(What is being asked): Present each line of the listing below as a numbered list, omitting any blank lines.

--- Data lines ---

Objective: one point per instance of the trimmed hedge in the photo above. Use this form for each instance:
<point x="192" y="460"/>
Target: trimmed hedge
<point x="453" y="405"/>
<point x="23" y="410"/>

---

(Response):
1. Objective: one point per instance of the trimmed hedge in the photo above. Use this form for each instance:
2. <point x="192" y="460"/>
3. Target: trimmed hedge
4. <point x="453" y="405"/>
5. <point x="23" y="410"/>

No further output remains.